* _TASK PROMPT_
Write out the data starting at the line containing "Each instance of the tree" and ending at the line containing "x=547 y=251", both included, with every line kept and -19 added to each coordinate in the answers. Leave the pictures out.

┌─ DATA EXCERPTS

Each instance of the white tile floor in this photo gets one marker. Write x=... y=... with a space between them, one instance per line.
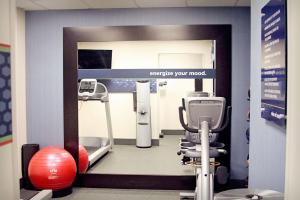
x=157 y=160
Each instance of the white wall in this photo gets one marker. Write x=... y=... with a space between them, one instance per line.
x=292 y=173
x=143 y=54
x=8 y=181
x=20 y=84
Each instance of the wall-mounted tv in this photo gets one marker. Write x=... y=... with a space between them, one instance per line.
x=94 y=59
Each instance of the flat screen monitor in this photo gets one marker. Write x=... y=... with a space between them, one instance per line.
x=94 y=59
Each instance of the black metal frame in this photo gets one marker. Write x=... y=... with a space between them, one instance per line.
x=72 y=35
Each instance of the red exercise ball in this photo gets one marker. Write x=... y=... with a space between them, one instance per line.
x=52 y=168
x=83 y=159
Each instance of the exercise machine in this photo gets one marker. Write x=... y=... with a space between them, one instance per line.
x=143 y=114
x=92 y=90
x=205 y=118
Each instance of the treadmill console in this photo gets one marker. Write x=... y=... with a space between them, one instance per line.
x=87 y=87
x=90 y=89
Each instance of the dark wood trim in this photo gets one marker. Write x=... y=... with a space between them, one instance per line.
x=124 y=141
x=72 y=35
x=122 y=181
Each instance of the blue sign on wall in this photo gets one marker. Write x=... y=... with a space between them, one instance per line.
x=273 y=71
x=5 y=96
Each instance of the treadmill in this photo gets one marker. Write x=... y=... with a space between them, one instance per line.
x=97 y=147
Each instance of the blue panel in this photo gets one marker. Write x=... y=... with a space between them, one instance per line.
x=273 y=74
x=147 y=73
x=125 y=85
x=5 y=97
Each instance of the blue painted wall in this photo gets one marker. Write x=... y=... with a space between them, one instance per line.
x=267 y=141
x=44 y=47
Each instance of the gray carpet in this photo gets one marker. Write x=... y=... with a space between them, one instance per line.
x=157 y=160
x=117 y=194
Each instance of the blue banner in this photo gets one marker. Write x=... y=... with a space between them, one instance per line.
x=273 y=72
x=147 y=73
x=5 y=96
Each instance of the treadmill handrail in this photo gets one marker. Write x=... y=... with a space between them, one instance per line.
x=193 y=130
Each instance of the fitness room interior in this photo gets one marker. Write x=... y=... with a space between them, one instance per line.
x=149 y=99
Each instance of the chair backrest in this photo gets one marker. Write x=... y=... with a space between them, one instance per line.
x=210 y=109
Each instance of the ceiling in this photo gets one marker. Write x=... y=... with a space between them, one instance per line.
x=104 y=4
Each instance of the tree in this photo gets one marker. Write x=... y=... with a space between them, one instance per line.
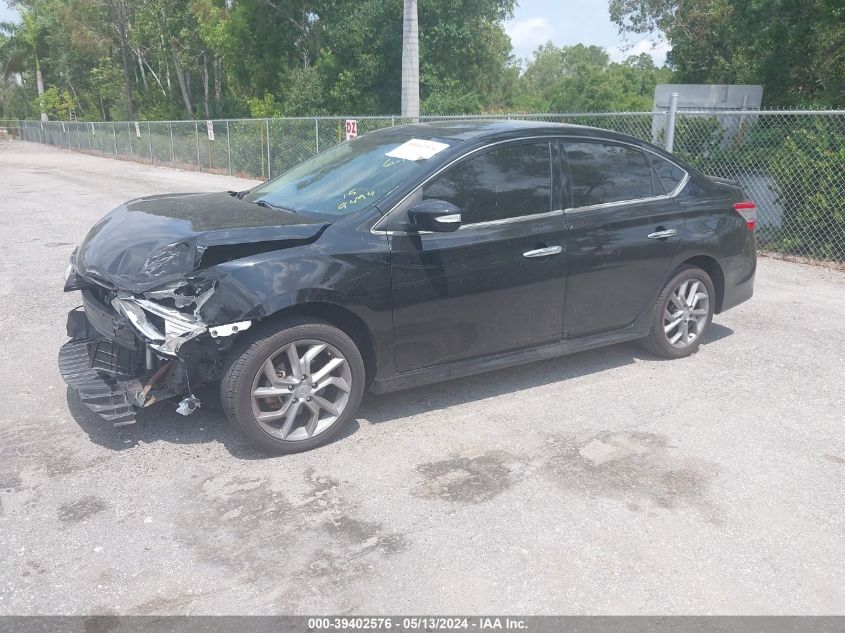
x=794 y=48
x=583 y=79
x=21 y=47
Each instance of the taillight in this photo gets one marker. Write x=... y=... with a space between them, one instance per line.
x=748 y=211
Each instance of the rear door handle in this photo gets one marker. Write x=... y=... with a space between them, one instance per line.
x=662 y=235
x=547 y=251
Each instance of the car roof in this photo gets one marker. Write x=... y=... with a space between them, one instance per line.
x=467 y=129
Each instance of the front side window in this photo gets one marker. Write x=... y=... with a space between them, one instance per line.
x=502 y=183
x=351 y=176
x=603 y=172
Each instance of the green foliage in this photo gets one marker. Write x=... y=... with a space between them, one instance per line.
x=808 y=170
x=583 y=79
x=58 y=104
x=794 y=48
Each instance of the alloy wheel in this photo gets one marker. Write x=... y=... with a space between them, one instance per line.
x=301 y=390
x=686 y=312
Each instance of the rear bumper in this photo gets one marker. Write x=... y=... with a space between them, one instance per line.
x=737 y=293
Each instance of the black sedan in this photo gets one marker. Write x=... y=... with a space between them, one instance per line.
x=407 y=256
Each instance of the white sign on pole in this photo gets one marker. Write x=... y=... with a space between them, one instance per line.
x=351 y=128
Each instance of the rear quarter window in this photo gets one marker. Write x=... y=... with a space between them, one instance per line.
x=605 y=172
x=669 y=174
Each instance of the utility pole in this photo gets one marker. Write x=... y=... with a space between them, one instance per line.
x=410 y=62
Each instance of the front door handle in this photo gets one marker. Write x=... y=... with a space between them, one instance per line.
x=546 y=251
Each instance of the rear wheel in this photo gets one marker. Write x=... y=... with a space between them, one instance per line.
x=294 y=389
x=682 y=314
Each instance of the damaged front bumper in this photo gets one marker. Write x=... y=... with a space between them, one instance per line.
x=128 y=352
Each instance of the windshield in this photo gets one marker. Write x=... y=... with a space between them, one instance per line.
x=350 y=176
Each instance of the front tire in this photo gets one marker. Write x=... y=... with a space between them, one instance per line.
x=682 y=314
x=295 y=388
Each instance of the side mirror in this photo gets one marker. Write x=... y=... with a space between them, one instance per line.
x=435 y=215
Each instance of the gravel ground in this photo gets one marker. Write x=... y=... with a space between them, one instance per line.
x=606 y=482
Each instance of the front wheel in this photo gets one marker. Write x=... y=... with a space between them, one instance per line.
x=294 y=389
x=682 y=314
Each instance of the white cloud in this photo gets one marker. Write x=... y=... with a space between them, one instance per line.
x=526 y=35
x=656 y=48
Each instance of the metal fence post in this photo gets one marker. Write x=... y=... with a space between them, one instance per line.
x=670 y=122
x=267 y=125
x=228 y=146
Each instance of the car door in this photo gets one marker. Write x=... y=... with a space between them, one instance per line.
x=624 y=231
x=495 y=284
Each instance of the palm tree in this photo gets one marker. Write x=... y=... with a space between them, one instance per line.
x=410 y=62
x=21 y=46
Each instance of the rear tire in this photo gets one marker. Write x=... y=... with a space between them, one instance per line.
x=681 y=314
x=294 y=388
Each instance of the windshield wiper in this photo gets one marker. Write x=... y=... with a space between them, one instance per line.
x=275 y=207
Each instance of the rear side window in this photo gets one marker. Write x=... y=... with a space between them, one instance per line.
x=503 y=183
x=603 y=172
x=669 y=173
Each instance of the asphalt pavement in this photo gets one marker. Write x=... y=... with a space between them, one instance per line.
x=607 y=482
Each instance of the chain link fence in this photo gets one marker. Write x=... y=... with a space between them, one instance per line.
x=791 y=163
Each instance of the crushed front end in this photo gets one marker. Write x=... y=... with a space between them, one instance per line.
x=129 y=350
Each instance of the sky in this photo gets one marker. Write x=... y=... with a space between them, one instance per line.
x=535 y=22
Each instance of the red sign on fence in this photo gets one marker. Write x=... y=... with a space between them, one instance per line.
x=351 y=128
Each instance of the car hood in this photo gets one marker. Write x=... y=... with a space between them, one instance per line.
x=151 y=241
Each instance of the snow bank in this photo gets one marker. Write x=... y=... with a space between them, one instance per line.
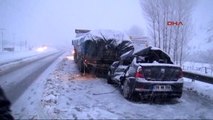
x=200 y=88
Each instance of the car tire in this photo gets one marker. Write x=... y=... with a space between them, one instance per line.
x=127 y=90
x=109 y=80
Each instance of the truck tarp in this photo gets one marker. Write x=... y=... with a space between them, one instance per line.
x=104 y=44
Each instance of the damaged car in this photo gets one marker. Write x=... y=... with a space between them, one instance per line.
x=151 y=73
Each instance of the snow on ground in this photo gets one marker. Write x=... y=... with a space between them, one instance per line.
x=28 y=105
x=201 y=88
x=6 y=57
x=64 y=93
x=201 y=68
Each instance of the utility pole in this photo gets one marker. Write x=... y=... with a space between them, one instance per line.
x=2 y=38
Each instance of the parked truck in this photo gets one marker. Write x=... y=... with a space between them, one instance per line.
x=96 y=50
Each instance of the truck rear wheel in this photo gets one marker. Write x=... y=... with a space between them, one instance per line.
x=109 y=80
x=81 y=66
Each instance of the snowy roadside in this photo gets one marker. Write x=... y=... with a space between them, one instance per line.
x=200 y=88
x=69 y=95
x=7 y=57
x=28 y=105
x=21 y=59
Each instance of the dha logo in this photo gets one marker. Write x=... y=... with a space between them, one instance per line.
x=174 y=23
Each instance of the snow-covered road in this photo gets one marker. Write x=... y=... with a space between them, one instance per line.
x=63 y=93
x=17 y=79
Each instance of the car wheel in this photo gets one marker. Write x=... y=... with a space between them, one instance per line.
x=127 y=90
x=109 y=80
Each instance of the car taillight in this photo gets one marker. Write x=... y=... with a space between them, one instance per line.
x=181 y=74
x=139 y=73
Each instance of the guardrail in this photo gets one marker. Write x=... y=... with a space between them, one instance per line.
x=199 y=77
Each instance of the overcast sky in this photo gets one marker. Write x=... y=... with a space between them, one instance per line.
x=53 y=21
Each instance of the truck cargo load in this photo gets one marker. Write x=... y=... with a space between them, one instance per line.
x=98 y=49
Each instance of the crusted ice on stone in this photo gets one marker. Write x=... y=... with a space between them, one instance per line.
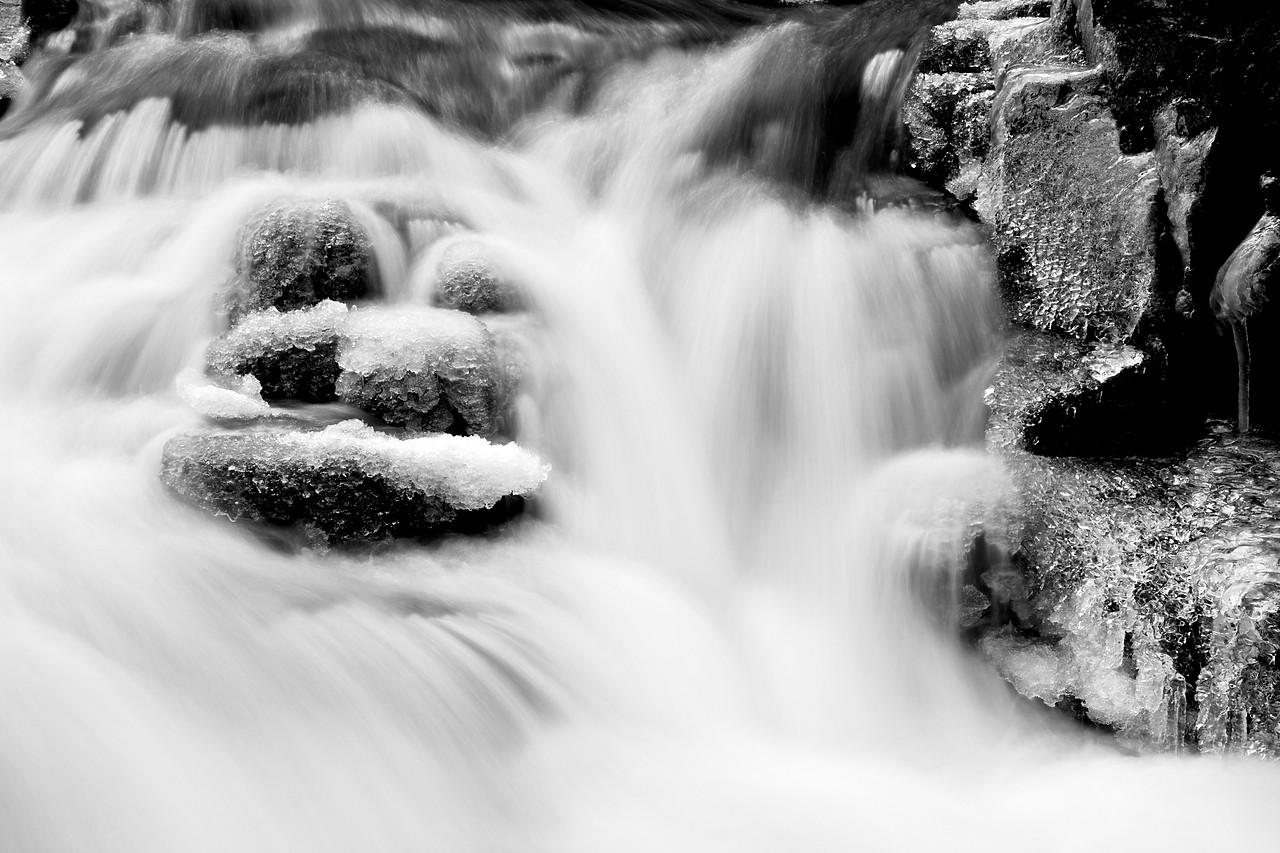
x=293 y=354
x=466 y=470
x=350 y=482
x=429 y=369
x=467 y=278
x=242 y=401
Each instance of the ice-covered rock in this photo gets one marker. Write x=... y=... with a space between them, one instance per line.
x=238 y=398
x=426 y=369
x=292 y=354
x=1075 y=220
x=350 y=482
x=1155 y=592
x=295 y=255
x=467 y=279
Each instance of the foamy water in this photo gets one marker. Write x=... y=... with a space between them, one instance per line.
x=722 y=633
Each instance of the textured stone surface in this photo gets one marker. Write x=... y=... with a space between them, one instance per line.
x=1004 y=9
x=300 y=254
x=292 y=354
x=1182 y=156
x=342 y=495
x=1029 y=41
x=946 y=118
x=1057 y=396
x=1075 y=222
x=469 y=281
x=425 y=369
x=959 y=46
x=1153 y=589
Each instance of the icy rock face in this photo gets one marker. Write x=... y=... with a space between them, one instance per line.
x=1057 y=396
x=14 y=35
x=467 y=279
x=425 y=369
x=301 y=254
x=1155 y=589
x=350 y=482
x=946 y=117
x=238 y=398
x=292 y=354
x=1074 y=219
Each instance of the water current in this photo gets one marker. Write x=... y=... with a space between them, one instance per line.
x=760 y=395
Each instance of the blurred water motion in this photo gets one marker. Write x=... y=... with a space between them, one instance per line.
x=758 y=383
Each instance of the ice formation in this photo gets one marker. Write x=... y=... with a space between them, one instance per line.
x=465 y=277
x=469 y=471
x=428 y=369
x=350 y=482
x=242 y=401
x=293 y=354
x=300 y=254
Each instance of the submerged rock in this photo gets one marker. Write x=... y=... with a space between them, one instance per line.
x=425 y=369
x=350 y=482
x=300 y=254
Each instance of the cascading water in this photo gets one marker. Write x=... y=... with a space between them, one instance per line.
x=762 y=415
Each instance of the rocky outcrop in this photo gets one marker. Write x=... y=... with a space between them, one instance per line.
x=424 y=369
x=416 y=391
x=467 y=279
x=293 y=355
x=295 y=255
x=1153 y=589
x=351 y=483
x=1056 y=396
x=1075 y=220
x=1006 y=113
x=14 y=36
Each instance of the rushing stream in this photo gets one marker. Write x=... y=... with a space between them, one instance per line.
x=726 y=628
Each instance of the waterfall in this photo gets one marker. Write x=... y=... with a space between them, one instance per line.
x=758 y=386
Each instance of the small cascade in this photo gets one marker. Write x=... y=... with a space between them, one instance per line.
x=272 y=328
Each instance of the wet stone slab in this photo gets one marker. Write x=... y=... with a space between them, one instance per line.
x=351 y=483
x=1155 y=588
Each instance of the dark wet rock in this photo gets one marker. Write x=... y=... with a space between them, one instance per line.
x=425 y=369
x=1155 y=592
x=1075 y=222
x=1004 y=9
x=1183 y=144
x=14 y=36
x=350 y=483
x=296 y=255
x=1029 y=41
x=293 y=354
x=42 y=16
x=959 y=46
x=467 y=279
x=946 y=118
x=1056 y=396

└─

* _THE RESULT_
Each instance of the tree in this photo gets one marker. Write x=... y=... with a space between them, one instance per line.
x=775 y=29
x=564 y=60
x=2 y=28
Each instance of the taillight in this photo gets one marker. Write x=... y=... with a space between them, one instance per line.
x=729 y=192
Each instance of the rear door handle in this photo gets one marker. Write x=... y=... with a space between them, one instance per line.
x=643 y=216
x=528 y=232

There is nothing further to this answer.